◆ Aim of the exercise:
Each line of the listing needs to be given again exactly.

◆ Data:
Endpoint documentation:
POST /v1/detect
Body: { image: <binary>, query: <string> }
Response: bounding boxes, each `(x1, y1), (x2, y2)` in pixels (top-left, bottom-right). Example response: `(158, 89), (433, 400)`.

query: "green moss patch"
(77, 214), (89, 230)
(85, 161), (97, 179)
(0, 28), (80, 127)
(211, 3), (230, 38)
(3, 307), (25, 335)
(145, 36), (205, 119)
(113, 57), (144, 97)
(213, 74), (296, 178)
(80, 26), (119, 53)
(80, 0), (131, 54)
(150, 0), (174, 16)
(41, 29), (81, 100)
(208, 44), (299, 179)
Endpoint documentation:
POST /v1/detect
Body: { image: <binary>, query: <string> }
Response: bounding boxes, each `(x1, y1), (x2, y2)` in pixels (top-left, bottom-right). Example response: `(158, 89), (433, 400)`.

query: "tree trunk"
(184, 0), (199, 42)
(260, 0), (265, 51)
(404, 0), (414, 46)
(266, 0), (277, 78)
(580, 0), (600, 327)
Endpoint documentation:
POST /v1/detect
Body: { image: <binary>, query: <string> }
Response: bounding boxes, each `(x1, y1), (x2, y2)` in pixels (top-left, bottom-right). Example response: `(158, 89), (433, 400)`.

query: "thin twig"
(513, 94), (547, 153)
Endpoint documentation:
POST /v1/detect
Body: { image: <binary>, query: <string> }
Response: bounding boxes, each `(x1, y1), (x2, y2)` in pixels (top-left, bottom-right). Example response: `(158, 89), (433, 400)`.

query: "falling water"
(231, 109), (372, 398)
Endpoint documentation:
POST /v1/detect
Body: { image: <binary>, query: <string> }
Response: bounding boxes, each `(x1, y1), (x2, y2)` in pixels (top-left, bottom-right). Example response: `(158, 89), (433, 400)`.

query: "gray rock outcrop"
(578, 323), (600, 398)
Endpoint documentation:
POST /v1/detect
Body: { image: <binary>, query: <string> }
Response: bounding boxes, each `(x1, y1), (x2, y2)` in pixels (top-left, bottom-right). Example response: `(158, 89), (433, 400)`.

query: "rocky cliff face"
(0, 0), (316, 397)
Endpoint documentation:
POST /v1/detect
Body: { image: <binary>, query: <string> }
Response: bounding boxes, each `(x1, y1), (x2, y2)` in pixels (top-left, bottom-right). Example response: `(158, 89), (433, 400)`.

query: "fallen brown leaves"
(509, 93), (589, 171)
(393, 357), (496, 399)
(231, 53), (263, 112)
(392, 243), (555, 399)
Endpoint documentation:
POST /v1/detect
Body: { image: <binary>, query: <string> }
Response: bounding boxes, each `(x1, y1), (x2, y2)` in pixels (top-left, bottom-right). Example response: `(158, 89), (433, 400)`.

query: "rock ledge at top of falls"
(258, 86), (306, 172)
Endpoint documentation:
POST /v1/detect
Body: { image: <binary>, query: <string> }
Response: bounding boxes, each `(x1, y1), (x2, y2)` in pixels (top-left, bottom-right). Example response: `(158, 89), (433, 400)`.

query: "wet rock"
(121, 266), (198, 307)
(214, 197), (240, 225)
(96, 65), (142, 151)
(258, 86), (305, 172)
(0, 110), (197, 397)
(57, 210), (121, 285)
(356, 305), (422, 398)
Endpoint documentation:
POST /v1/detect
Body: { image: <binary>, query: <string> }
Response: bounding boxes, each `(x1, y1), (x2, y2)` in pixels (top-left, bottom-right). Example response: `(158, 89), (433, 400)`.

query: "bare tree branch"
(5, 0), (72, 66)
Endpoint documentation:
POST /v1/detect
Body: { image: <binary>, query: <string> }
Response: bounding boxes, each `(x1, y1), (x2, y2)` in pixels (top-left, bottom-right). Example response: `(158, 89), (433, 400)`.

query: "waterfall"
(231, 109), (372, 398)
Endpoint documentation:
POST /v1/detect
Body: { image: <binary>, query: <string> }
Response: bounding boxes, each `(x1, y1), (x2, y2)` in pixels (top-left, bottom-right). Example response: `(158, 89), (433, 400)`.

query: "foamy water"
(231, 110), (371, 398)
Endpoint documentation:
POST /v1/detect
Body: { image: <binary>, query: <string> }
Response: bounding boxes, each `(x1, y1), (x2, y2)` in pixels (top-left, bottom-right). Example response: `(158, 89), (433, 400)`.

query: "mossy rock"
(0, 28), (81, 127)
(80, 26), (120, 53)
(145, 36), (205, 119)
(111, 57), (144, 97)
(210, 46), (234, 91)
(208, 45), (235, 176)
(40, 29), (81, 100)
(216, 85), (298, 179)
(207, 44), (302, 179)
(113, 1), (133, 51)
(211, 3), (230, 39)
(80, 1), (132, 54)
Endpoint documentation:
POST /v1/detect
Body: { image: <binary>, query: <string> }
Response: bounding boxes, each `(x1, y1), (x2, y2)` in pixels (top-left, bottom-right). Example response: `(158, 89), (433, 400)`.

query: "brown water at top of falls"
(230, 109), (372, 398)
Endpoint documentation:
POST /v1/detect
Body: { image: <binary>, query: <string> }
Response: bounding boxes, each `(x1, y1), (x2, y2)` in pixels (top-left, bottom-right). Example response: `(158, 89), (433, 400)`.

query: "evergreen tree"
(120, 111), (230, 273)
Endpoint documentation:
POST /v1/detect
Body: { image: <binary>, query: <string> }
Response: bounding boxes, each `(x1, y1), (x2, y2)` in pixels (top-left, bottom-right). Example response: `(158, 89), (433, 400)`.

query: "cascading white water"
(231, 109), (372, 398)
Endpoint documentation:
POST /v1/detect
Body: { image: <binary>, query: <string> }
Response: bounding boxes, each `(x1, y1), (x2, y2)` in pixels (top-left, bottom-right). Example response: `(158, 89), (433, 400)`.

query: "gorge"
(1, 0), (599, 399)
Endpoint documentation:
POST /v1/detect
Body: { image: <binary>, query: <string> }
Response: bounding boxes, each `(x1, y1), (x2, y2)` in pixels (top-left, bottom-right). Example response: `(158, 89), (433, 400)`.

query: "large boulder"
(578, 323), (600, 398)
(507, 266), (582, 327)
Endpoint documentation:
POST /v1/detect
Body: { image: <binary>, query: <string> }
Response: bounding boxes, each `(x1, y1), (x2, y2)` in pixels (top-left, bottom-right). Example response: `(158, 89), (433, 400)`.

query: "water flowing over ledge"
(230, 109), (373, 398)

◆ Answer:
Endpoint documentation:
POST /v1/detect
Body: { image: <binary>, query: <string> }
Response: bounding boxes, each `(x1, y1), (x2, y2)` in pixels (top-left, bottom-right). Example response: `(158, 89), (433, 400)`.

query: "green moss patch"
(77, 214), (89, 230)
(85, 161), (97, 179)
(0, 28), (80, 127)
(211, 3), (230, 38)
(3, 307), (25, 335)
(145, 36), (205, 119)
(113, 57), (144, 97)
(213, 74), (296, 178)
(80, 26), (119, 53)
(80, 0), (131, 54)
(150, 0), (174, 16)
(41, 29), (81, 100)
(208, 44), (299, 179)
Endpoint documentation:
POST /v1/detect
Body: { image: <binary>, query: <string> }
Response: bounding boxes, each `(x1, y1), (x2, y2)` in pixels (top-left, bottom-right). Example response: `(158, 89), (433, 400)`.

query: "tree trunk"
(184, 0), (199, 42)
(260, 0), (265, 51)
(404, 0), (414, 46)
(266, 0), (277, 78)
(580, 0), (600, 327)
Endpoint documentation:
POST /v1/detect
Body: { image: <binary>, query: <string> }
Response: bounding boxes, each `(x1, y1), (x2, y2)` in pixels (top-left, bottom-right). Example response: `(158, 89), (433, 400)`.

query: "thin twig"
(513, 94), (547, 153)
Endpoint documentation:
POST /v1/detect
Body: { image: <binary>, query: <string> }
Response: bounding boxes, each `(x1, y1), (x2, y2)` in pixels (top-left, bottom-right). Example response: `(158, 89), (433, 400)`.

query: "falling water"
(231, 109), (372, 398)
Endpoint documentation:
POST /v1/detect
Body: { image: <binary>, query: <string> }
Response: bounding boxes, each `(x1, y1), (x2, y2)` in pixels (top-left, bottom-right). Example response: `(158, 89), (433, 400)`.

query: "gray rock outcrop"
(578, 323), (600, 398)
Endpoint documentation:
POST /v1/detect
Body: { image: <binary>, query: <string> }
Response: bounding boxes, each `(x1, y1), (x2, y2)` in pixels (top-left, bottom-right). Example response: `(158, 89), (433, 400)`.

query: "rocky cliff face"
(0, 0), (316, 397)
Endpoint documentation:
POST /v1/detect
Body: { image: <binary>, query: <string> }
Response: bounding boxes, each `(x1, y1), (x2, y2)` in pixels (top-left, bottom-right). Example response: `(158, 89), (433, 400)`.

query: "fallen brown leaves"
(509, 93), (589, 171)
(393, 357), (496, 399)
(231, 53), (263, 112)
(392, 243), (555, 399)
Endpoint documentation:
POST /v1/detect
Body: { image: <binary>, query: <string> }
Response: bounding boxes, each `(x1, y1), (x2, y2)` in pixels (top-left, bottom-right). Example response: `(158, 89), (433, 400)`.

query: "rock ledge at top of falls"
(258, 86), (306, 172)
Endpoint documentation:
POST /v1/detect
Body: { image: <binary>, query: <string> }
Response: bounding boxes, each `(x1, y1), (x2, y2)` in pixels (top-left, bottom-right). Example response: `(158, 89), (433, 400)`.

query: "wet rock"
(121, 266), (198, 307)
(214, 197), (240, 225)
(96, 65), (142, 151)
(258, 86), (305, 172)
(0, 110), (197, 397)
(57, 210), (121, 285)
(356, 305), (422, 398)
Endpoint documentation:
POST /v1/detect
Body: { image: <binary>, query: <string> }
Response: bounding boxes, each `(x1, y1), (x2, y2)` in pixels (top-left, bottom-right). Example response: `(158, 89), (433, 400)`.

query: "bare tree branch"
(5, 0), (72, 66)
Endpoint documentation:
POST /v1/detect
Body: { image: <binary>, query: <string> }
Response: bounding boxes, each `(x1, y1), (x2, y2)` in pixels (top-left, bottom-right). Example response: `(158, 89), (433, 400)`.

query: "waterfall"
(231, 109), (372, 398)
Endpoint documentation:
POST /v1/detect
Body: { image: <binary>, query: <string> }
Response: bounding boxes, each `(x1, y1), (x2, y2)` in pixels (top-left, bottom-right). Example response: `(158, 89), (433, 400)`.

query: "foamy water"
(231, 110), (371, 398)
Endpoint documentation:
POST /v1/detect
Body: { image: <binary>, query: <string> }
Response: bounding boxes, each `(x1, y1), (x2, y2)` in pixels (top-left, bottom-right). Example response: `(158, 89), (433, 400)`.

query: "mossy rock"
(0, 28), (81, 127)
(80, 26), (120, 53)
(145, 36), (205, 119)
(111, 57), (144, 97)
(210, 46), (234, 91)
(208, 45), (235, 176)
(40, 29), (81, 100)
(216, 85), (298, 179)
(207, 44), (302, 179)
(113, 1), (133, 51)
(211, 3), (230, 39)
(80, 1), (132, 54)
Endpoint documentation:
POST /v1/detect
Body: { image: <binary>, query: <string> }
Response: bounding boxes, each `(x1, y1), (x2, y2)` in pixels (top-left, bottom-right). Example response: `(158, 89), (433, 400)`.

query: "brown water at top of falls"
(230, 109), (372, 398)
Endpoint documentation:
POST /v1/detect
Body: { image: <binary>, query: <string> }
Response: bounding boxes, each `(x1, y1), (x2, y2)` in pixels (top-left, bottom-right). Example response: `(158, 89), (433, 400)`.

query: "evergreen tree"
(120, 111), (230, 273)
Endpoint documentation:
POST /v1/detect
Body: { image: <binary>, query: <string> }
Response: bounding boxes, each `(x1, y1), (x2, y2)` in pixels (top-left, bottom-right). Example response: `(158, 89), (433, 400)`.

query: "cascading white water"
(231, 109), (372, 398)
Endpoint documentation:
POST /v1/detect
Body: { image: <binary>, query: <string> }
Response: bounding boxes, each `(x1, y1), (x2, y2)` in pixels (top-left, bottom-right). Example response: `(158, 89), (433, 400)`.

query: "gorge"
(1, 0), (599, 399)
Endpoint documentation:
POST /v1/detect
Body: { image: <binary>, query: <string> }
Response: bounding boxes, each `(x1, y1), (x2, y2)` in pixels (top-left, bottom-right). Example response: `(158, 89), (433, 400)`.

query: "large boulder"
(578, 323), (600, 398)
(507, 266), (582, 327)
Endpoint documentation:
POST /v1/detect
Body: { image: <binary>, query: <string> }
Response: bounding boxes, each `(x1, y1), (x2, y2)` in pixels (top-left, bottom-right). Example response: `(158, 89), (433, 400)`.

query: "water flowing over ledge"
(230, 109), (373, 398)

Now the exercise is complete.